--- DOCUMENT EXTRACT ---

Strangers helping strangers, right? Not exactly. 

Nick’s account makes clear that he was only aware of Sean Power’s stolen laptop when a friend called it to his attention on Twitter. Does this undermine Nick’s efforts or the efforts of others who helped Sean? Not exactly, but let’s be honest. Nick learned of Sean’s ordeal through a mutual friend on Twitter, and it is hard to consider the two “strangers”. Their online relationship facilitated an offline relationship.

For most of us familiar with Twitter, Facebook or LinkedIn, It takes less than 60 seconds to determine if two people share friends – an overlap with others I trust, and I am more likely to trust you. If we do not share friends, it is easy to skim your profile and updates to determine if you are who you claim to be online. Cross reference the information with a Google search, and I can find the equivalent of what others sold as a “background check” 10 years ago. I am not suggesting that strangers do not help strangers, but that today it is easier to use online activity to improve and facilitate offline engagement. Sean Power’s story is one of many anecdotes to support that online engagement is changing the definition of strangers and facilitating offline activity, or what I unscientifically call in real life (“IRL”) activity.

--- EXTRACTED MATERIAL ---

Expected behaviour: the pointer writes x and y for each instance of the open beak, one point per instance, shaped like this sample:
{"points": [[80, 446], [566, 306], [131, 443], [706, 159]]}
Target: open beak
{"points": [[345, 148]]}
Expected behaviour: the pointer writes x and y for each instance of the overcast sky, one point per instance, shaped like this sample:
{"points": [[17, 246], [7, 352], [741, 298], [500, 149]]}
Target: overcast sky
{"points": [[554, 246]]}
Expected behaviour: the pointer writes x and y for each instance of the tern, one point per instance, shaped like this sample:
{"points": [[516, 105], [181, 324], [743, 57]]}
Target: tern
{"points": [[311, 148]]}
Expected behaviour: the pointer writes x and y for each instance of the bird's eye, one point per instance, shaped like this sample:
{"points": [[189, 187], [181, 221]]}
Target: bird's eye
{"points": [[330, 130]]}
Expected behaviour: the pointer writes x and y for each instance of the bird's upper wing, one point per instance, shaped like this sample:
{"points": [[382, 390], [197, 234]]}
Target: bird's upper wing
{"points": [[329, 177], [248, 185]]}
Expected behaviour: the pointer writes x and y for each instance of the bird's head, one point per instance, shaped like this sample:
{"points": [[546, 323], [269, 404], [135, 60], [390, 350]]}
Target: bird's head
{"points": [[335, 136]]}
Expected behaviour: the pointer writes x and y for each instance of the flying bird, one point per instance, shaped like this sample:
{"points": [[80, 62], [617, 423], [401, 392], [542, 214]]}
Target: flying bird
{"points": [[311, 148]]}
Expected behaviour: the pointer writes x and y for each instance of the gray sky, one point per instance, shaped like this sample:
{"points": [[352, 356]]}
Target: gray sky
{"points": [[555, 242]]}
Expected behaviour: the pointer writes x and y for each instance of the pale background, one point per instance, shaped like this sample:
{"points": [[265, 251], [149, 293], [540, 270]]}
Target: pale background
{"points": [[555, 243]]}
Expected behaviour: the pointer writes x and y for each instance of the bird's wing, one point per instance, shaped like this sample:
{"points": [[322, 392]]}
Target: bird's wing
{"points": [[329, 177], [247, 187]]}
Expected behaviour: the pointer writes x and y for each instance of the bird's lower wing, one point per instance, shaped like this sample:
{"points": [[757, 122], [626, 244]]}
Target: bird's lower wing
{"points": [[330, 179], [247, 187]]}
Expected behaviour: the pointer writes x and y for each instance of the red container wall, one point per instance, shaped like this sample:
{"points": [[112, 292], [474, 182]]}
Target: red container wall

---

SHORT EXERCISE A: Using the passage about strangers helping strangers, decide whether each statement agrees with it: (i) Nick found out about Sean Power's stolen laptop because a friend pointed it out on Twitter; (ii) the writer claims that strangers do not help strangers; (iii) checking whether two people share friends takes several minutes. Answer yes or no for each and quote the deciding words.
SHORT EXERCISE B: According to the passage about strangers helping strangers, why is it hard to call Nick and Sean "strangers"? Answer in one to three sentences.
SHORT EXERCISE C: Please retype the passage about strangers helping strangers from "Strangers helping strangers, right?" up to and including "an offline relationship.".

SOLUTION A:
(i) Yes: "he was only aware of Sean Power’s stolen laptop when a friend called it to his attention on Twitter"
(ii) No: "I am not suggesting that strangers do not help strangers"
(iii) No: "It takes less than 60 seconds to determine if two people share friends"

SOLUTION B: Nick learned of Sean's ordeal through a mutual friend on Twitter. Their online relationship facilitated an offline one, so they were not truly strangers.

SOLUTION C:
Strangers helping strangers, right? Not exactly. 

Nick’s account makes clear that he was only aware of Sean Power’s stolen laptop when a friend called it to his attention on Twitter. Does this undermine Nick’s efforts or the efforts of others who helped Sean? Not exactly, but let’s be honest. Nick learned of Sean’s ordeal through a mutual friend on Twitter, and it is hard to consider the two “strangers”. Their online relationship facilitated an offline relationship.